- **What you need to do**
Express the listing between the line holding "Target: orange football boot" and the line holding "x=308, y=247", inclusive, as a Markdown table with a Row column numbering each line and a Line column giving it, leaving out blank lines.

-- BEGIN Given data --

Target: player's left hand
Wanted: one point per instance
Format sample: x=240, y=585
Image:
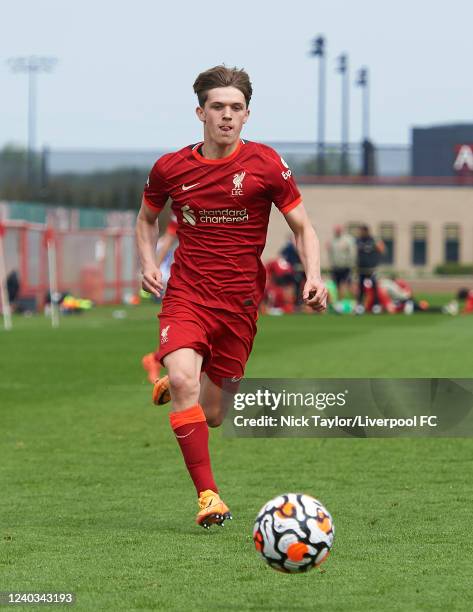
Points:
x=315, y=294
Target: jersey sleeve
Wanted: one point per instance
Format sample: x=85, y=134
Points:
x=281, y=185
x=156, y=192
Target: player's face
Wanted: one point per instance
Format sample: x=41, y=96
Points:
x=223, y=115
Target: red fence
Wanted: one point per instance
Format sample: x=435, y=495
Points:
x=100, y=264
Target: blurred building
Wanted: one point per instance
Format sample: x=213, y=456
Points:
x=442, y=150
x=422, y=227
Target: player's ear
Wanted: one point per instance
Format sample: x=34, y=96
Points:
x=199, y=111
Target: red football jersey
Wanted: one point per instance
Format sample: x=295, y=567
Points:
x=222, y=207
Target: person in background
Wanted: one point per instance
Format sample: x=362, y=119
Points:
x=290, y=254
x=13, y=287
x=342, y=254
x=369, y=251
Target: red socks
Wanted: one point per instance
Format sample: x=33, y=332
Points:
x=192, y=434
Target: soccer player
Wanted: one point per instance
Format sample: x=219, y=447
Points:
x=164, y=256
x=222, y=190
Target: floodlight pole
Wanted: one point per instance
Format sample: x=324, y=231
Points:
x=318, y=50
x=345, y=123
x=31, y=65
x=363, y=82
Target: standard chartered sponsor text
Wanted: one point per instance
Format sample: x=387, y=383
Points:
x=225, y=215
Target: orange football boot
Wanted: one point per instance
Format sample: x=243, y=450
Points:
x=213, y=511
x=161, y=392
x=153, y=368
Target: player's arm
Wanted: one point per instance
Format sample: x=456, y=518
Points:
x=166, y=244
x=146, y=238
x=308, y=247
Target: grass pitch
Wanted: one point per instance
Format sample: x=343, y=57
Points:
x=95, y=498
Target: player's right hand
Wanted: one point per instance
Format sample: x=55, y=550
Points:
x=152, y=281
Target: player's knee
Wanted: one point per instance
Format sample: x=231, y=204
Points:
x=215, y=420
x=182, y=382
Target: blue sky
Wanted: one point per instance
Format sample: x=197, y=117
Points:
x=125, y=69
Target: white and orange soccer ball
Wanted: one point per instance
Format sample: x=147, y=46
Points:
x=293, y=533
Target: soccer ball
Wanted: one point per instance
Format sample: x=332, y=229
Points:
x=293, y=533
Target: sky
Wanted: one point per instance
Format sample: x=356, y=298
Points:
x=125, y=69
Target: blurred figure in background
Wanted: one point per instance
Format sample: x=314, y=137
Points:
x=290, y=254
x=369, y=251
x=13, y=287
x=342, y=254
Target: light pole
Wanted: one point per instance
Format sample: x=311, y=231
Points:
x=342, y=68
x=318, y=50
x=32, y=66
x=363, y=82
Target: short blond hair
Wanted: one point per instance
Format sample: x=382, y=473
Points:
x=222, y=76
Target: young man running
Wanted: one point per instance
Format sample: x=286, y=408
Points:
x=222, y=190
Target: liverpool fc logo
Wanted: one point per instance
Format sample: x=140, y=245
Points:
x=238, y=183
x=164, y=334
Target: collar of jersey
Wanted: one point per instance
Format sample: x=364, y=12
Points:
x=221, y=160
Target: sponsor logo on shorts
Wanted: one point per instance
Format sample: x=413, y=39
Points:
x=287, y=174
x=164, y=334
x=188, y=215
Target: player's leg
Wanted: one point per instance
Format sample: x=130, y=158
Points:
x=152, y=366
x=231, y=347
x=189, y=424
x=214, y=400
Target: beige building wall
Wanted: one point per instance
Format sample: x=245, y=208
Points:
x=402, y=206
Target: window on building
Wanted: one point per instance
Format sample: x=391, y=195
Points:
x=386, y=233
x=419, y=244
x=452, y=242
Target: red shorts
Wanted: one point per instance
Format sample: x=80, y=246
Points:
x=223, y=338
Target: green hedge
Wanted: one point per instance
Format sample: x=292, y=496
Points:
x=454, y=269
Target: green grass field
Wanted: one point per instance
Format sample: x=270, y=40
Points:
x=95, y=498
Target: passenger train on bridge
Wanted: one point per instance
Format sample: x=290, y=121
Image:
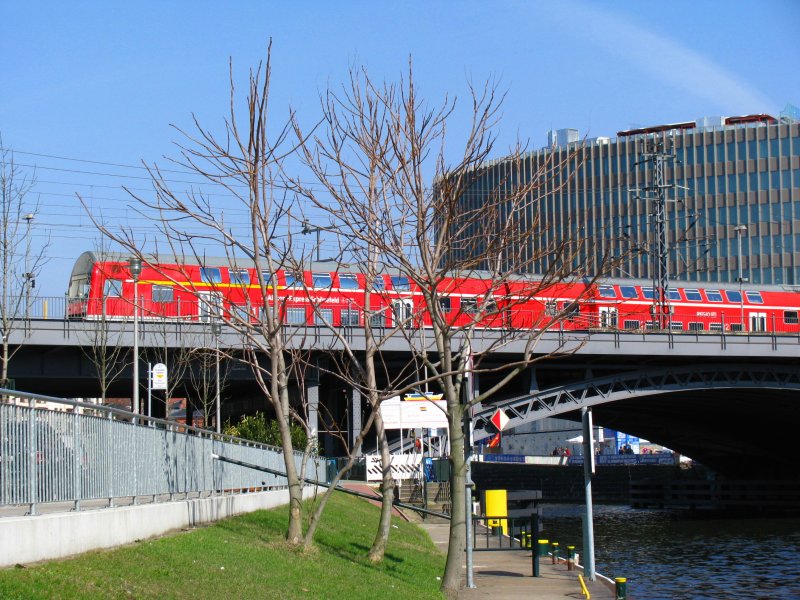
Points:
x=335, y=294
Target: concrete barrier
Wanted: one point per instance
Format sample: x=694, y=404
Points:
x=58, y=535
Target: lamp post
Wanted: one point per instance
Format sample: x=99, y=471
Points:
x=29, y=282
x=740, y=230
x=216, y=330
x=307, y=228
x=135, y=264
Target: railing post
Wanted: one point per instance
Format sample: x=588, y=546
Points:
x=33, y=475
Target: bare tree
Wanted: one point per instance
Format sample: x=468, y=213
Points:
x=429, y=234
x=18, y=261
x=244, y=163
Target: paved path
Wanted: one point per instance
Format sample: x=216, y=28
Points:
x=501, y=575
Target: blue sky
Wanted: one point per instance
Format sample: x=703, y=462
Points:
x=103, y=81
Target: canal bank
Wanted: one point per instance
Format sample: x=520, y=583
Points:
x=508, y=574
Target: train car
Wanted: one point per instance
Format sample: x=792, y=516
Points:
x=330, y=294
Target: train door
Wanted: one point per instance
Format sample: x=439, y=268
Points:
x=758, y=321
x=608, y=317
x=402, y=311
x=209, y=306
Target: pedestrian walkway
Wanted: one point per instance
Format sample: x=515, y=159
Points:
x=501, y=575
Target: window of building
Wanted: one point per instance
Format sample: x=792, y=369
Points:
x=321, y=280
x=348, y=282
x=210, y=275
x=112, y=288
x=163, y=293
x=240, y=276
x=607, y=291
x=296, y=316
x=733, y=296
x=693, y=295
x=754, y=297
x=400, y=284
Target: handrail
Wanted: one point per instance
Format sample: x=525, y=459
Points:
x=584, y=589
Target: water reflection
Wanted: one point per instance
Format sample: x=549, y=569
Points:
x=682, y=555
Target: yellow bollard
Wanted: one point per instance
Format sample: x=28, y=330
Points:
x=497, y=506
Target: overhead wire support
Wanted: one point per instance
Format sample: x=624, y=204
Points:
x=655, y=152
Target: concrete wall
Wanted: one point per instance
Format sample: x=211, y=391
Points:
x=57, y=535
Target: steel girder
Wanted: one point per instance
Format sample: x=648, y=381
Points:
x=631, y=384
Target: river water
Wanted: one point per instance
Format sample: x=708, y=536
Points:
x=686, y=555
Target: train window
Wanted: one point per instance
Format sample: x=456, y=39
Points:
x=112, y=288
x=733, y=296
x=324, y=316
x=266, y=277
x=607, y=291
x=754, y=297
x=348, y=282
x=350, y=318
x=296, y=316
x=400, y=284
x=376, y=319
x=240, y=276
x=163, y=293
x=469, y=305
x=322, y=280
x=293, y=279
x=210, y=275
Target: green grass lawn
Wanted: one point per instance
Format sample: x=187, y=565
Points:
x=246, y=557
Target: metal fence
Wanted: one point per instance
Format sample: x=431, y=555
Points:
x=94, y=452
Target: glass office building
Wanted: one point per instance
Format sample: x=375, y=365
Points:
x=733, y=209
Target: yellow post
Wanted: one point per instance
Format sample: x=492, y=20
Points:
x=497, y=506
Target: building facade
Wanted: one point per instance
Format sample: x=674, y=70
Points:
x=731, y=191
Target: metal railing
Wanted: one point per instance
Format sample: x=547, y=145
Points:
x=90, y=452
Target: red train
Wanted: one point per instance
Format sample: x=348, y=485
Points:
x=326, y=294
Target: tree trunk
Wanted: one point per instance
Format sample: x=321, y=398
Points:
x=451, y=580
x=378, y=549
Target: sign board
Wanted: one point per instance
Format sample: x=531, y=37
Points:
x=499, y=419
x=405, y=414
x=158, y=377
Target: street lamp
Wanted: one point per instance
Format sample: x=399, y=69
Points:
x=307, y=228
x=135, y=264
x=216, y=330
x=29, y=281
x=740, y=231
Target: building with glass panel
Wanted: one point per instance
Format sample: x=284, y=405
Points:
x=733, y=209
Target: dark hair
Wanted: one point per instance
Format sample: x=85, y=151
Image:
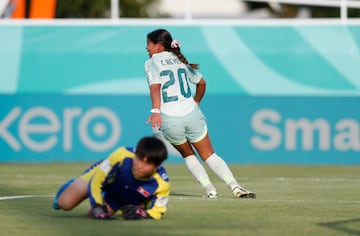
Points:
x=163, y=37
x=153, y=149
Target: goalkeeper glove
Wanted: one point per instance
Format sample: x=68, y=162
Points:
x=100, y=212
x=132, y=212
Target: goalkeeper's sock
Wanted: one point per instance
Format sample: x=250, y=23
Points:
x=221, y=169
x=60, y=191
x=199, y=172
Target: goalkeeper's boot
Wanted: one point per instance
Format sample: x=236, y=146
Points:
x=60, y=191
x=240, y=192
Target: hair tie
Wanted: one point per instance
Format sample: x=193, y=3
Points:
x=175, y=44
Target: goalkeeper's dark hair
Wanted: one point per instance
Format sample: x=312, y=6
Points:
x=163, y=37
x=153, y=149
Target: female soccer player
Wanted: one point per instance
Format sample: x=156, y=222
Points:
x=130, y=179
x=177, y=114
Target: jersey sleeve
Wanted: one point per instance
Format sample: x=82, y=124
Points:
x=194, y=75
x=152, y=72
x=158, y=205
x=99, y=177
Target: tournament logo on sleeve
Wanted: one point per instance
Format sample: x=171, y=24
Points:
x=143, y=192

-- END Given data --

- **Solution for this exercise**
| Row | Line |
|---|---|
| 1 | Target: orange football boot |
| 2 | Wanted: one point per instance |
| 3 | Format sample: x=243, y=450 |
| 4 | Points: |
| 5 | x=213, y=511 |
| 6 | x=161, y=392 |
| 7 | x=153, y=368 |
| 8 | Target: player's arm |
| 9 | Wanted: one point per instance |
| 10 | Format sample: x=456, y=518 |
| 11 | Points: |
| 12 | x=166, y=244 |
| 13 | x=146, y=238 |
| 14 | x=308, y=247 |